Work task A
Translate this sentence from the text on ectopic ureter in dogs into Spanish: "This condition is rare, especially in male dogs."
Work task B
Extend the text on ectopic ureter in dogs, continuing after its final sentence.

Text
Urethral Shaft Abnormality in Dogs
Ectopic Ureter in Dogs
An ectopic (displaced) ureter is a congenital abnormality in which one or both ureters open into the urethra or vagina. Bilateral ectopia affects both ureters, and unilateral ectopia affects one ureter. Dogs affected with ectopic ureter will have the tubular shaft bypass the bladder floor (trigone) and enter through the bladder wall. Less frequently, the ureter opens into the bladder floor and continues as a trough into the urethra.
The following dog breeds may be predisposed to displaced ureter: Labrador Retriever, Golden retriever, Siberian husky, Newfoundland, Bulldog, West Highland White Terrier, Fox Terrier, and Miniature and Toy Poodles.
This condition is rare, especially in male dogs. Occasionally, a dog with this abnormality may be asymptomatic and show no apparent urination problems. However, some common symptoms to look out for include occasional or continuous incontinence, and inflammation of the vagina (vaginitis) from urine scalding the vaginal tissue.
Ectopic ureter has an unknown mode of inheritance, but there does appear to be a component of breed predisposition.
Your veterinarian will use a diagnostic technique called urethrocystoscopy, which uses an insertable tube with an attached camera. In this way, the veterinarian will be able to examine the dog's bladder internally, and visualize the opening into the urethra or vagina. Your veterinarian will also be looking to identify holes (perforations) in the structure of the urethra (urethral fenestrations), depressions, striping (or streaking), and tenting in the bladder.

Dataset section
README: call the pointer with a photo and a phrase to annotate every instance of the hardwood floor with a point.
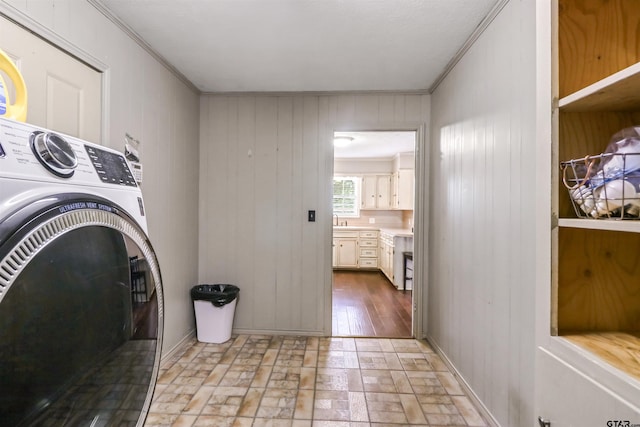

Result A
Esta afección es poco común, especialmente en los perros machos.

Result B
When this diagnostic method is performed skillfully, a more accurate diagnosis can be made than with external imaging techniques, such as X-rays. Another technique, urethral pressure profilometry, measures surface variations to detect coexistent urethral muscle (sphincter) incompetence. There remains the possibility that a displaced ureter will confound the results of this test, however.
Treatment for repairing an ectopic ureter will involve surgically creating a new ureteral opening into the bladder, or removing a blocked or severely infected kidney. A portion of the displaced ureter will need to be removed, if feasible, and the ureter opening (ureterocele) into the bladder then repaired.
Incontinence may continue if your dog also has urethral muscle incompetence, and will be weakened to some degree during recovery from surgery. Some puppies with urethral muscle incompetence are able to control urination after their first heat cycle. Additionally, incontinent dogs should not be spayed before their first heat.
Living and Management
Your veterinarian will need to evaluate the effectiveness of the surgery in a follow-up visit. Internal imaging of the dog's urinary organs and bladder using dye injection through the vaginal canal (for females) will follow the track of the fluid and will make it possible to visually inspect the healing of the surgical site. Surgically elevating the vagina to support the bladder neck (where the urethra and bladder join) using the colposuspension technique may correct the incontinence.
If incontinence persists, phenylpropanolamine, an alpha-blocker, may be prescribed to enhance urinary flow, or to relieve tension and pain, a tricyclic antidepressor agent such as imipramine can be prescribed. Reproductive chemical hormone therapy may increase the naturally occurring sensitivity of urethral stress response receptors. The nonsteroidal estrogen Diethylstilbestrol, meanwhile, is administered orally to spayed bitches for urethral muscle control. In some females, a combination of estrogen therapy and phenylpropanolamine, for controlling incontinence, may be more effective.
In incontinent male dogs, steroid therapy may be prescribed. Testosterone propionate is administered initially to see if replacement therapy will be effective. For longer action, testosterone cypionate is used.
Reproductive hormone therapy is not advised in immature animals.